- [Ziel 1]: Ersetze im Text über Kellerautomaten „Kellerautomat“ durch „Pushdown-Automat“ und gib den Abschnitt ab „Der Kellerautomat akzeptiert“ bis einschließlich „Wagner, S. 107.“ mit dieser Änderung wieder.

- [Textblock]:
● ● ● ● ●
Der Kellerautomat akzeptiert durch leeren STACK. Aus diesem Grund legen wir am Anfang auch immer wieder # auf den Stack. Sonst würde der PDA zu früh akzeptieren.
Da \(|\delta(q_0, 0, \#) = 2 > 1|\) ist dieser Kellerautomat Nicht-Deterministisch.
Umformungen
Akzeptierender Endzustand → leerer STACK
Siehe Skript von Prof. Dr. Dorothea Wagner, S. 107.
Gegeben sei ein Kellerautomat \({\cal K}_1 (Q_1, \Sigma, \Gamma_1, \delta_1, q_0^1, Z_0^1, F_1)\) der durch akzeptierenden Endzustand akzeptiert. Wir wollen einen neuen Automaten \({\cal K}_2 (Q_2, \Sigma, \Gamma_2, \delta_2, q_0^2, Z_0^2, F_2)\) der durch leeren STACK akzeptiert.
Idee: Wir führen einen neuen Zustand \(q_E\) ein, bei dessen Erreichen wir den STACK leeren. Um zu verhindern, dass der STACK zwischenzeitlich leer wird, legen wir zu beginn das STACK-Symbol \(Z_0^2\) ab.
Formal: \(Q_2 := Q_1 \cup \{q_0^2, q_E\}\), wobei \(q_0^2\) der neue Anfangszustand von \({\cal K}_2\) ist. \(\Gamma_2 := \Gamma_1 \cup \{Z_0^2\}\), wobei \(Z_0^2\) den STACK initialisiert.
● ● ● ● ●
- [Ziel 2]: Übertrage aus den Datensätzen wortgetreu die Zeilen von der Zeile mit „white shed, imagine“ bis einschließlich der Zeile mit „(1394, 316)“.
● ● ● ● ●
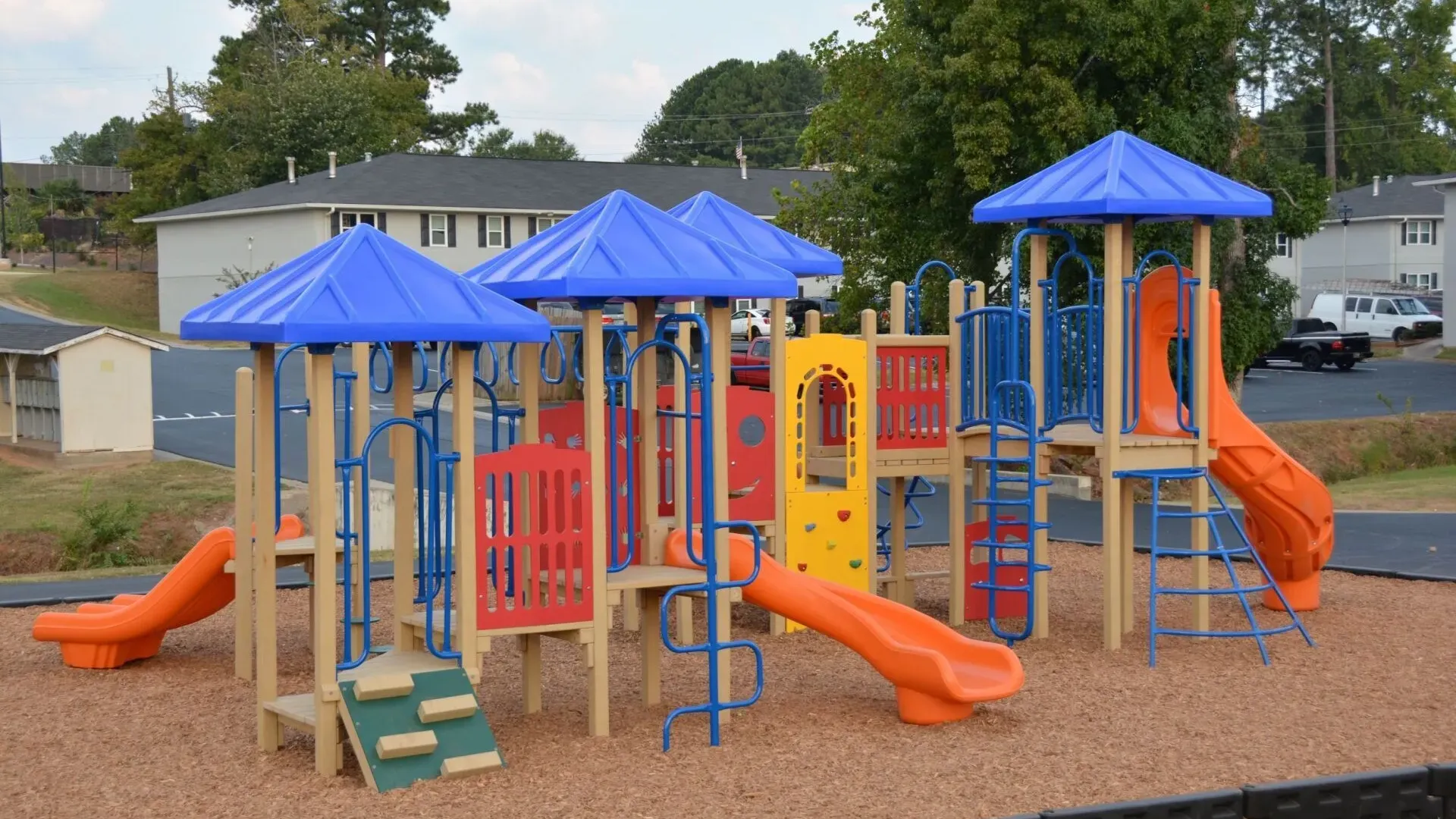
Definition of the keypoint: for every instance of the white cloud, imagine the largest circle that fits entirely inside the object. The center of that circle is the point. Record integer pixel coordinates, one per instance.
(551, 19)
(50, 19)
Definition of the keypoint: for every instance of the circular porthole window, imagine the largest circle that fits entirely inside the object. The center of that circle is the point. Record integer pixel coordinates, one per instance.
(752, 430)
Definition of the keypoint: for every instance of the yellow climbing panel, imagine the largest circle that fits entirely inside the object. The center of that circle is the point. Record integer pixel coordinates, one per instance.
(826, 526)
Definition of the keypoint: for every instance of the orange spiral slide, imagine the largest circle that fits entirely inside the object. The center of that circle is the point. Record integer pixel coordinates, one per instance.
(107, 635)
(938, 673)
(1288, 512)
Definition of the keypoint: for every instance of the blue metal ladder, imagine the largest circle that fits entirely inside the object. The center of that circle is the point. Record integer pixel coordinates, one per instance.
(1218, 550)
(1019, 400)
(918, 488)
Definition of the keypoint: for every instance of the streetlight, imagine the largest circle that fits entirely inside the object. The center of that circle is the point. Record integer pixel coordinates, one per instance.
(1345, 243)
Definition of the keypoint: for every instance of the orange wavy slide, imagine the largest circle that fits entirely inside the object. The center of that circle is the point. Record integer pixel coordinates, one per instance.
(938, 673)
(107, 635)
(1288, 512)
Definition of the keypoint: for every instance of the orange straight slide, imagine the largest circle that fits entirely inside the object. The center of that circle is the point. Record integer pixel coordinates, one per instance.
(938, 673)
(1288, 512)
(107, 635)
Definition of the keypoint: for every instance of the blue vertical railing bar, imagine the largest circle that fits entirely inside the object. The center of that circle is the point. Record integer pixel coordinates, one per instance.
(1219, 550)
(1021, 431)
(711, 586)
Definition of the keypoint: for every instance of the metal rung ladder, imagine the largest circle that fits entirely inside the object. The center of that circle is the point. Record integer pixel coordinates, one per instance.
(1018, 401)
(1220, 551)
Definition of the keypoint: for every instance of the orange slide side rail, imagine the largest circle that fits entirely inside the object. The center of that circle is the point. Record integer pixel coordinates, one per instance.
(938, 673)
(1288, 512)
(107, 635)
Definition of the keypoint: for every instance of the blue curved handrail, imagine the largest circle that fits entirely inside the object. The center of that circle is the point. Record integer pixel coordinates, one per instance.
(913, 292)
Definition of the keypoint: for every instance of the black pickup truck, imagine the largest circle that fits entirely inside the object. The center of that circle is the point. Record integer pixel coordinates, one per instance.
(1312, 344)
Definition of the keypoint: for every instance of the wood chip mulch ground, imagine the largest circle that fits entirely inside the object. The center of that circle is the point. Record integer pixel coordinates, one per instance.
(174, 736)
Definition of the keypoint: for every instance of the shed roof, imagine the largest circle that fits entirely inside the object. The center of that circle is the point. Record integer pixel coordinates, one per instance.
(1123, 175)
(622, 246)
(46, 338)
(730, 223)
(363, 286)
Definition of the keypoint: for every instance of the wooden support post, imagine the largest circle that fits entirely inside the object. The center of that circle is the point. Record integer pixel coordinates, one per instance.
(529, 372)
(265, 548)
(956, 455)
(682, 403)
(778, 338)
(402, 450)
(718, 328)
(324, 521)
(1111, 438)
(1037, 376)
(981, 472)
(1128, 556)
(462, 416)
(593, 391)
(644, 392)
(360, 428)
(1203, 375)
(243, 523)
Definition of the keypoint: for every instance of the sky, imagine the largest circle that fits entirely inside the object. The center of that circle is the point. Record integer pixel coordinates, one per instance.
(595, 71)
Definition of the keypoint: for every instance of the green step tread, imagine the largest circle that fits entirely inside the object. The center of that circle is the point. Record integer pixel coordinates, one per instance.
(373, 719)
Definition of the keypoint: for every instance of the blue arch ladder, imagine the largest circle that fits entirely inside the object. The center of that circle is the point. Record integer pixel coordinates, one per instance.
(1220, 551)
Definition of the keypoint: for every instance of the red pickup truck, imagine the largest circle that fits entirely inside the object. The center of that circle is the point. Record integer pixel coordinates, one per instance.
(756, 356)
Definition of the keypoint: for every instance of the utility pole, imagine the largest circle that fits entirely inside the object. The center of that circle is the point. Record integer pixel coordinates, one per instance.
(5, 237)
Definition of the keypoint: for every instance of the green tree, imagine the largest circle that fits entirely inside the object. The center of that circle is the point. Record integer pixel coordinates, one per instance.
(764, 104)
(1385, 102)
(166, 167)
(102, 148)
(544, 145)
(397, 34)
(952, 101)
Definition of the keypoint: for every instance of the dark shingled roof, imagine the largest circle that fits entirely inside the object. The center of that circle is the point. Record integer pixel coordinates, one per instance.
(39, 338)
(1398, 197)
(417, 180)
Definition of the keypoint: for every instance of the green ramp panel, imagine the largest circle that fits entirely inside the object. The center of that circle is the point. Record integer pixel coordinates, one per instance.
(372, 719)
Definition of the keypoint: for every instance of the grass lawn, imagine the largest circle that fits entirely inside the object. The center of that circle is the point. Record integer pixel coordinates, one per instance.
(126, 300)
(175, 503)
(1414, 490)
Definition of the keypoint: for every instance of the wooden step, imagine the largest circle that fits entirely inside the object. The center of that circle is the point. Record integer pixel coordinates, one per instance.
(294, 710)
(414, 744)
(447, 708)
(472, 764)
(383, 687)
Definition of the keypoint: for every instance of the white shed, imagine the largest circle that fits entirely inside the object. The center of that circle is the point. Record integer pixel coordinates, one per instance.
(74, 390)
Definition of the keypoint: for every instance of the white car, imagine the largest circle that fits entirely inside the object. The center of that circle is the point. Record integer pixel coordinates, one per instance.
(752, 324)
(1394, 316)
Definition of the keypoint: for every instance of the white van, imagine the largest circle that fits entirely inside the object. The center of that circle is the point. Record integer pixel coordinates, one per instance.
(1398, 318)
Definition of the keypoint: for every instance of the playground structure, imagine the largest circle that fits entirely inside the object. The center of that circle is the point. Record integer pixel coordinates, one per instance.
(647, 494)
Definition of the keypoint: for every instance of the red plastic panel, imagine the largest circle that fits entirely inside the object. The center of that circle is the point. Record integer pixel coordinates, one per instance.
(533, 537)
(752, 435)
(977, 601)
(565, 428)
(910, 403)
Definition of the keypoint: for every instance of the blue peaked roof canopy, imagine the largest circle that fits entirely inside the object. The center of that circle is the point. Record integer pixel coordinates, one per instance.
(622, 246)
(363, 286)
(730, 223)
(1123, 175)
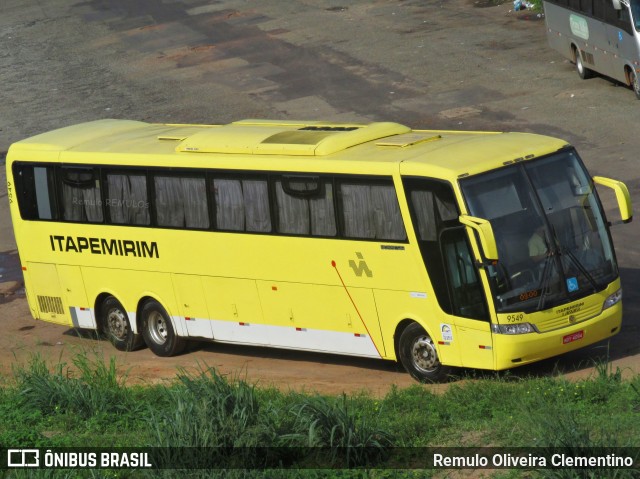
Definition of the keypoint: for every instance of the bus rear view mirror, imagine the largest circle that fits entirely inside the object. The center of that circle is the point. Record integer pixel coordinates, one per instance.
(485, 232)
(622, 196)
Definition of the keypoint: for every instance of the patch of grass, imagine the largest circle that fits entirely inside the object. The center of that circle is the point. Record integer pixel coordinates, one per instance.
(257, 430)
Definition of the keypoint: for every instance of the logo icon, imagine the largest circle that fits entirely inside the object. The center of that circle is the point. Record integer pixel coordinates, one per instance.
(572, 284)
(361, 267)
(23, 458)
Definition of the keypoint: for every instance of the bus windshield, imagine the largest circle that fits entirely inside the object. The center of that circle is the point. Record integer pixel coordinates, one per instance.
(553, 243)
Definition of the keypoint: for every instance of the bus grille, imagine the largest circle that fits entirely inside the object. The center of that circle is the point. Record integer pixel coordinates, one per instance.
(563, 321)
(50, 304)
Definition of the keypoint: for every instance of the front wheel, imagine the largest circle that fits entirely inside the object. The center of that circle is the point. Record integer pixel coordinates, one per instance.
(583, 72)
(158, 331)
(419, 356)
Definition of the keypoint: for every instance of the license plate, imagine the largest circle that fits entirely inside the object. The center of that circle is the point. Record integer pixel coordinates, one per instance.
(569, 338)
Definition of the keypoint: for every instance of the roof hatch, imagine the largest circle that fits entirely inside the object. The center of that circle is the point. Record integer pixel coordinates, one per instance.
(265, 137)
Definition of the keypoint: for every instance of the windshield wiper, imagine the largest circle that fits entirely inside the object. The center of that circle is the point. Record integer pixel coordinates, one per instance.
(544, 280)
(580, 266)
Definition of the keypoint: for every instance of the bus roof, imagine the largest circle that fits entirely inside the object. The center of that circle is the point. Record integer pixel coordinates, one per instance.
(287, 145)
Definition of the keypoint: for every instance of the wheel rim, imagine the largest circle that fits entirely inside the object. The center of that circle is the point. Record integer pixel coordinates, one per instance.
(117, 324)
(424, 355)
(157, 328)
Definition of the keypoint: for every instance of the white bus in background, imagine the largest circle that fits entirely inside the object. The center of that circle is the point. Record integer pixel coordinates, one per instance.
(600, 36)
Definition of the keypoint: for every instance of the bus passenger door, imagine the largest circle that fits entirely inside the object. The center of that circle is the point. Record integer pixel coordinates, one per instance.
(82, 315)
(468, 302)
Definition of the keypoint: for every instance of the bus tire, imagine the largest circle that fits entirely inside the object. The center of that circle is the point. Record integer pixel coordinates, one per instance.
(583, 72)
(116, 326)
(419, 356)
(158, 331)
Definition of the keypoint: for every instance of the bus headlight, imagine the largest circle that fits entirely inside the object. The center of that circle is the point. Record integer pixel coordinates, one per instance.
(519, 328)
(613, 299)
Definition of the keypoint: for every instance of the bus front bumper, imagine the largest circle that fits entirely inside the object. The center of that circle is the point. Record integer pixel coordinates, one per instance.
(520, 349)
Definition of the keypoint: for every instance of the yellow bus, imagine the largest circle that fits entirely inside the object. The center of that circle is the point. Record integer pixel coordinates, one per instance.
(437, 249)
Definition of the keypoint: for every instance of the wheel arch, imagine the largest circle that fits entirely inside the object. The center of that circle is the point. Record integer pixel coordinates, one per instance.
(100, 299)
(628, 74)
(402, 325)
(177, 326)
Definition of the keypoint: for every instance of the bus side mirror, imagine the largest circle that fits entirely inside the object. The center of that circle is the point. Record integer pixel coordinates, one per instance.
(485, 232)
(622, 196)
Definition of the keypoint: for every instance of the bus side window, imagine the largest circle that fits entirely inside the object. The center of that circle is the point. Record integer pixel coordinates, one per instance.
(181, 202)
(81, 196)
(305, 206)
(127, 200)
(242, 204)
(371, 211)
(35, 191)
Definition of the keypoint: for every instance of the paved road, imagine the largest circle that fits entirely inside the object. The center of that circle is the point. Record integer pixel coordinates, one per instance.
(427, 63)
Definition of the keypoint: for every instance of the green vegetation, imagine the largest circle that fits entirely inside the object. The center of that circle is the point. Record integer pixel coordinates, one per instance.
(252, 431)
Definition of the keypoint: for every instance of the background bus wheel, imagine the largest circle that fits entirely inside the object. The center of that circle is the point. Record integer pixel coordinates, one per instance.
(583, 71)
(117, 327)
(158, 331)
(419, 356)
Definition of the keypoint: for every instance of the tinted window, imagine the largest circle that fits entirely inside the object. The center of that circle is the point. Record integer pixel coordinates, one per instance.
(181, 202)
(34, 186)
(305, 206)
(371, 211)
(242, 204)
(127, 200)
(81, 195)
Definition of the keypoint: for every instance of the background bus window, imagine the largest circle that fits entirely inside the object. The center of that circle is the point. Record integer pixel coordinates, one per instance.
(127, 199)
(81, 197)
(371, 212)
(305, 206)
(181, 202)
(242, 205)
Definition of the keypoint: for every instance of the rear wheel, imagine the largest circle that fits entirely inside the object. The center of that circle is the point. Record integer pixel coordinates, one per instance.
(419, 356)
(158, 331)
(117, 327)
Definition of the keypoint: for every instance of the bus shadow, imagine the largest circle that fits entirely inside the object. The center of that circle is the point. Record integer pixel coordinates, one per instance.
(261, 352)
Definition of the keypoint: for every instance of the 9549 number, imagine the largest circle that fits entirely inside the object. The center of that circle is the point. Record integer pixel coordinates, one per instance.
(515, 318)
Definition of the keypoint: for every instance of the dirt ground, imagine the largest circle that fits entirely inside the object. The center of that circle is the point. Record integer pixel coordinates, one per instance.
(450, 64)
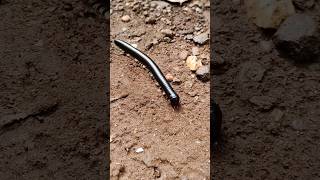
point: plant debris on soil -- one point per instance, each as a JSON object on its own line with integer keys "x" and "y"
● ● ● ● ●
- [Schriftliche Antwort 1]:
Der Pushdown-Automat akzeptiert durch leeren STACK. Aus diesem Grund legen wir am Anfang auch immer wieder # auf den Stack. Sonst würde der PDA zu früh akzeptieren.
Da \(|\delta(q_0, 0, \#) = 2 > 1|\) ist dieser Pushdown-Automat Nicht-Deterministisch.
Umformungen
Akzeptierender Endzustand → leerer STACK
Siehe Skript von Prof. Dr. Dorothea Wagner, S. 107.

- [Schriftliche Antwort 2]:
Definition of the keypoint: for every instance of the white shed, imagine the largest circle that fits entirely inside the object. The center of that circle is the point. Record integer pixel coordinates, one per instance.
(74, 390)
Definition of the keypoint: for every instance of the white car, imagine the largest circle that fits entirely inside the object. The center of that circle is the point. Record integer pixel coordinates, one per instance.
(752, 324)
(1394, 316)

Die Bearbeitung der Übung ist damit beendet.